Arbeitsaufträge:
**A.** Gib aus dem Artikel über die Anklage gegen Trump den Abschnitt unverändert wieder, der mit den Worten "Schweigegeld - Verurteilung" beginnt und mit "und Südamerika berichtet." endet.
**B.** Wer tätigte laut dem Artikel über die Anklage gegen Trump die Überweisung des Schweigegelds an Stormy Daniels?
**C.** Führe den Artikel über die Anklage gegen Trump im Anschluss an seinen letzten Satz weiter.
━━ Textauszug
Schweigegeld ist nur der Anfang Trump könnte im Gefängnis sitzen und regieren
04.04.2023, 15:48 Uhr Artikel anhören
Trump-Gegner bei einer Demonstration in New York am 6. Januar 2023, exakt zwei Jahre nach dem Sturm aufs Kapitol.
(Foto: picture alliance/dpa/ZUMA Press Wire)
Der 4. April 2023 geht in die US-Geschichte ein: Zum ersten Mal überhaupt klagt eine Staatsanwaltschaft einen Ex-Präsidenten der Vereinigten Staaten an. Und die Schweigegeld-Affäre könnte nicht die einzige Anklage gegen Donald Trump bleiben. Die möglichen Konsequenzen sind aber sehr unterschiedlich.
Fingerabdrücke, Mugshot, vielleicht sogar Handschellen: Wenn heute Abend deutscher Zeit die Anklageschrift gegen Donald Trump verlesen wird, sind die Vereinigten Staaten um einen historischen Moment reicher. Erstmals in der US-Geschichte muss sich ein ehemaliger Präsident in einem Strafverfahren vor Gericht verantworten. Die Details der Anklageschrift der New Yorker Staatsanwaltschaft sind noch nicht bekannt, in jedem Fall stehen aber die Schweigegeldzahlungen an die ehemalige Pornodarstellerin Stormy Daniels im Mittelpunkt.
2006 sollen sich Trump und Stephanie Clifford, so ihr bürgerlicher Name, bei einem Golfturnier kennengelernt, miteinander geschlafen und danach monatelang Kontakt gehabt haben. Trump spricht von "falschen und erpresserischen Anschuldigungen". Das "Hush Money", wie das Schweigegeld in den USA bezeichnet wird, bestreitet Trump gar nicht. Er gibt zu, es gezahlt zu haben. Aber nur, um Ruhe vor Daniels zu haben. Der 45. US-Präsident sagt, er habe überhaupt keinen Sex mit Daniels gehabt.
Das Geld an Stormy Daniels floss 2016 kurz vor der Präsidentschaftswahl, die Trump gewann. Sein Anwalt Michael Cohen hatte die Überweisung getätigt und das Geld später von der Trump Organization erstattet bekommen. Im Jahr 2018, als Trump schon längst im Weißen Haus war, beschuldigte die New Yorker Staatsanwaltschaft Cohen, die Zahlungen seien unzulässige Wahlkampfspenden gewesen, weil sie so kurz vor der Wahl Schaden von Trump abwenden sollten. Cohen bekannte sich im Prozess schuldig und wurde zu einer Gefängnisstrafe verurteilt.
Schweigegeld - Verurteilung sehr unsicher
Als Präsident war Trump vor Strafverfolgung geschützt, er genoss Immunität. Jetzt geht es Bezirksstaatsanwalt Alvin Bragg offenbar um die Frage, ob nicht nur Anwalt Cohen, sondern auch der Ex-Präsident selbst gegen Gesetze zur Wahlkampffinanzierung verstoßen hat. "Trump könnte durchaus zu einer Bewährungs-, Geld- oder sogar zu einer Gefängnisstrafe verurteilt werden. Es wird aber viel Zeit vergehen. Bei einem Prozess am gleichen Gericht gegen die Trump Organization vergingen ungefähr 15 Monate von der Anklageerhebung bis zum Beginn des Verfahrens. Wir werden Trump vermutlich frühestens in der ersten Jahreshälfte 2024 im Gerichtssaal sehen", erwartet Roland Peters, der für ntv.de aus Nord- und Südamerika berichtet.
━━━━
━━ Erfasste Daten
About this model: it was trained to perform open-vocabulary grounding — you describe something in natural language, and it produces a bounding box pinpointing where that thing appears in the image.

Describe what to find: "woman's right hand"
━━━━
Schriftliche Lösungen:
**A.**
Schweigegeld - Verurteilung sehr unsicher
Als Präsident war Trump vor Strafverfolgung geschützt, er genoss Immunität. Jetzt geht es Bezirksstaatsanwalt Alvin Bragg offenbar um die Frage, ob nicht nur Anwalt Cohen, sondern auch der Ex-Präsident selbst gegen Gesetze zur Wahlkampffinanzierung verstoßen hat. "Trump könnte durchaus zu einer Bewährungs-, Geld- oder sogar zu einer Gefängnisstrafe verurteilt werden. Es wird aber viel Zeit vergehen. Bei einem Prozess am gleichen Gericht gegen die Trump Organization vergingen ungefähr 15 Monate von der Anklageerhebung bis zum Beginn des Verfahrens. Wir werden Trump vermutlich frühestens in der ersten Jahreshälfte 2024 im Gerichtssaal sehen", erwartet Roland Peters, der für ntv.de aus Nord- und Südamerika berichtet.

**B.** Trumps Anwalt Michael Cohen.

**C.**
Schon jetzt ist klar, dass der historische Prozess politisch extrem aufgeladen sein wird, weil Trump Anfang 2025 zum zweiten Mal ins Weiße Haus einziehen will. "Im ersten Halbjahr nächsten Jahres finden die Vorwahlen statt. Trump wird versuchen, alles das, was gegen ihn vorgebracht wird, politisch für seine eigenen Zwecke zu nutzen. Die Flucht nach vorne ist die einzige Möglichkeit, die er hat", analysiert Peters im ntv-Podcast "Wieder was gelernt".
Dass Trump verurteilt wird, ist aber alles andere als sicher. Manche Juristen halten es sogar für unwahrscheinlich und sehen in diesem Fall den rechtlich schwächsten. Manche Trump-Kritiker seien regelrecht bestürzt darüber, dass ausgerechnet dieser Fall den Auftakt einer möglichen Anklagewelle gegen den früheren Präsidenten bildet, fasst das US-Magazin "The Atlantic" zusammen.
Sollte Trump in diesem konkreten Fall verurteilt werden, könnte er sogar trotzdem noch einmal zum US-Präsidenten gewählt werden. Das amerikanische Recht sieht vor, dass der Präsident theoretisch auch aus dem Gefängnis heraus regieren dürfte.
Juristisch verhindern, dass Trump ins Oval Office zurückkehrt, könnten auch andere pikante Fälle nicht. "Ihm droht noch eine Anklage wegen Verleumdung von einer Frau, die er in den 90er Jahren vergewaltigt haben soll. Trump hat sie beschimpft und als Lügnerin bezeichnet. Und dann läuft noch ein Betrugsprozess gegen die Trump Organization, an deren Ende eine 250-Millionen-Dollar-Strafe stehen könnte", berichtet Peters im Podcast.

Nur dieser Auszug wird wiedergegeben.